§ Material:
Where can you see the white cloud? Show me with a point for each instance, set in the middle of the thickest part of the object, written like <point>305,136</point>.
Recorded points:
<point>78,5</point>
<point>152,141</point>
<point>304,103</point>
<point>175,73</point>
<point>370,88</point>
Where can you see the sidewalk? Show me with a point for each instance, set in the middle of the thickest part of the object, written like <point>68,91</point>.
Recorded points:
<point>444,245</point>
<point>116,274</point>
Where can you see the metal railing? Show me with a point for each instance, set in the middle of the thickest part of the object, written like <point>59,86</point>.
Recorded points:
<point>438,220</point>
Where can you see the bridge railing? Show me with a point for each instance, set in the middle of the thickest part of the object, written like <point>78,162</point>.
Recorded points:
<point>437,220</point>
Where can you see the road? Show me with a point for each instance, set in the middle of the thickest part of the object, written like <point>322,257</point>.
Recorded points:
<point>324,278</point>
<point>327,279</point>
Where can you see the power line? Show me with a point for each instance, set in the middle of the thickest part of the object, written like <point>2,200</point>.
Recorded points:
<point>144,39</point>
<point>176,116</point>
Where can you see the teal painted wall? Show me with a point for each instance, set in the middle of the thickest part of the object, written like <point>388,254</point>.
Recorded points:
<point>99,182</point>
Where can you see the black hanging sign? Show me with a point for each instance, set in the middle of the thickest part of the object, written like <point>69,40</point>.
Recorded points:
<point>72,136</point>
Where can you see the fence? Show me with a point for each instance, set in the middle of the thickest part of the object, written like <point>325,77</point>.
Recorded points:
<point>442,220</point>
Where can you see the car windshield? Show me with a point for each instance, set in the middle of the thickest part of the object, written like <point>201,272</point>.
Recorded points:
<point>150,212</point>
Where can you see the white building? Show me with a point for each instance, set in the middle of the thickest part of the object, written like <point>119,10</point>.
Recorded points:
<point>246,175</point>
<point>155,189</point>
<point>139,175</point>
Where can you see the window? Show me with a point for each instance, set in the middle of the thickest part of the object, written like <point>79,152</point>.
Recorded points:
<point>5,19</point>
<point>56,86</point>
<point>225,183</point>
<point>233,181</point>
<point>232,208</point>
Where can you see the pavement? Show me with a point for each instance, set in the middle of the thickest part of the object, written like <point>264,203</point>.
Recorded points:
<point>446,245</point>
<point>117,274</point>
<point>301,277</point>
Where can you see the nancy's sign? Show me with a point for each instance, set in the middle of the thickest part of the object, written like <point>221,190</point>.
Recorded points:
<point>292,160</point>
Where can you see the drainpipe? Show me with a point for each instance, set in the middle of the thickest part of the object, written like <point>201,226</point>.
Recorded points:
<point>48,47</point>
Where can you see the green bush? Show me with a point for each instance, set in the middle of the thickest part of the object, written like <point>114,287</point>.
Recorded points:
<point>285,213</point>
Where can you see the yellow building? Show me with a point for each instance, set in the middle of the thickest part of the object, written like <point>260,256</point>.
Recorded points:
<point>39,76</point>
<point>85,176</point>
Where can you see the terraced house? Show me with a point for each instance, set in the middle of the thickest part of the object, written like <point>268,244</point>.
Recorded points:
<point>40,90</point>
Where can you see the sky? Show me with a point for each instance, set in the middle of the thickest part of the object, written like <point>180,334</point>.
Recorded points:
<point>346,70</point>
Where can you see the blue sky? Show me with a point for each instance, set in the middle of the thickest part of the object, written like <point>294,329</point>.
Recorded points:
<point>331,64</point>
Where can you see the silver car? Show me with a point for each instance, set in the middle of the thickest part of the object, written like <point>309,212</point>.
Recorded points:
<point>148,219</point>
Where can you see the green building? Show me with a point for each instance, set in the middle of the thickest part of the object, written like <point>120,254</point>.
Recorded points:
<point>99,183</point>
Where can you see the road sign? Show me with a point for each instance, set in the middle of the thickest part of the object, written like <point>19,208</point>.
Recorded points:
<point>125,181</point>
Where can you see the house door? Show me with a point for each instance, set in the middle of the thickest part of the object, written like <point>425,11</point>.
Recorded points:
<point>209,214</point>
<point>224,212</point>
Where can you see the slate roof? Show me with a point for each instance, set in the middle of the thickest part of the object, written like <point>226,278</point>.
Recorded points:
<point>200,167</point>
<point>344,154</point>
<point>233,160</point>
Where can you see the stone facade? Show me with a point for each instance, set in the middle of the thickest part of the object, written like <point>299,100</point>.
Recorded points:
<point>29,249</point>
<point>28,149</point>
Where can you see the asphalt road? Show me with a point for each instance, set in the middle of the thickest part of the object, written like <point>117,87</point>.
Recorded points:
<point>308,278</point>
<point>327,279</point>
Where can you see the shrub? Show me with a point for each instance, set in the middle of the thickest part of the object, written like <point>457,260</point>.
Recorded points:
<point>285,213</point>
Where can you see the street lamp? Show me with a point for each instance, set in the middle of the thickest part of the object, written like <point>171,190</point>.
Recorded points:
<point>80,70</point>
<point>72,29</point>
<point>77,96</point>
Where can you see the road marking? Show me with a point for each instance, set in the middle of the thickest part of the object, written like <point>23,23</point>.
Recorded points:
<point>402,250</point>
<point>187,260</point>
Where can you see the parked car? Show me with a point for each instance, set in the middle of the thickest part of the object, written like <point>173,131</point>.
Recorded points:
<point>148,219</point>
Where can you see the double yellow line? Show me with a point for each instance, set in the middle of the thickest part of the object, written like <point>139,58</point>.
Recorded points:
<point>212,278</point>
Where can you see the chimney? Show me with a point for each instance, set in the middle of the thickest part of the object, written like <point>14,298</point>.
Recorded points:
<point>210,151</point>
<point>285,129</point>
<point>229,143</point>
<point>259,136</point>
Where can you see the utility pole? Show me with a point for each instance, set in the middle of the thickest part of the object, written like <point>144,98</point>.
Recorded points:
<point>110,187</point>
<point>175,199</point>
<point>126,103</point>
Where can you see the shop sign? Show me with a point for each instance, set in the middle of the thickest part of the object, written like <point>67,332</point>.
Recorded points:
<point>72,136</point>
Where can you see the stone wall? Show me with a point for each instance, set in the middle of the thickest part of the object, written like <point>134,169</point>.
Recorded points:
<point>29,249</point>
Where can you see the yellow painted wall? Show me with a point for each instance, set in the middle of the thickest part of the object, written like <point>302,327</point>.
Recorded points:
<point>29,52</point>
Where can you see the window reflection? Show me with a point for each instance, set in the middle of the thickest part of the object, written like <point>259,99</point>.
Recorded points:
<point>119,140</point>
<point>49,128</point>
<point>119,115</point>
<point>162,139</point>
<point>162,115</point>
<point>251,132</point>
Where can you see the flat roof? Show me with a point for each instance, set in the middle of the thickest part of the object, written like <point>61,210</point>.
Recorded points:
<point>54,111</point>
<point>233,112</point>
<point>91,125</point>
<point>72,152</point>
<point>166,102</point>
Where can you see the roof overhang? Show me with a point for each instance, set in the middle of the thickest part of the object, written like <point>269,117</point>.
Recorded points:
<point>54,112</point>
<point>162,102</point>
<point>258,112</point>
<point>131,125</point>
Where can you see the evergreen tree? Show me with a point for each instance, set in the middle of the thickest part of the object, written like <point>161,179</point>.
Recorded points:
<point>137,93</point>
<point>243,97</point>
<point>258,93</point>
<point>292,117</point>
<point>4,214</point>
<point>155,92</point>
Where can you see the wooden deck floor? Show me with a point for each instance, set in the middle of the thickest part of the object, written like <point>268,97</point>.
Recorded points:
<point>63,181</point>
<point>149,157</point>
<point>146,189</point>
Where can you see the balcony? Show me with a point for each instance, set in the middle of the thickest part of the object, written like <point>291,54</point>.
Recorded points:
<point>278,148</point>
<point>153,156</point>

§ Anforderung:
Gib den Teil der Datensätze, der mit der Zeile beginnt, die „Where can you see the wooden“ enthält, und bis zum Ende der Datensätze reicht, Zeile für Zeile vollständig wieder. Verschiebe dabei nur die Koordinaten in den Antworten, indem du zu jeder Zahl 108 addierst.

§ Vollständige Ausgabe:
Where can you see the wooden deck floor? Show me with a point for each instance, set in the middle of the thickest part of the object, written like <point>268,97</point>.
Recorded points:
<point>171,289</point>
<point>257,265</point>
<point>254,297</point>
Where can you see the balcony? Show me with a point for each instance, set in the middle of the thickest part of the object, written like <point>291,54</point>.
Recorded points:
<point>386,256</point>
<point>261,264</point>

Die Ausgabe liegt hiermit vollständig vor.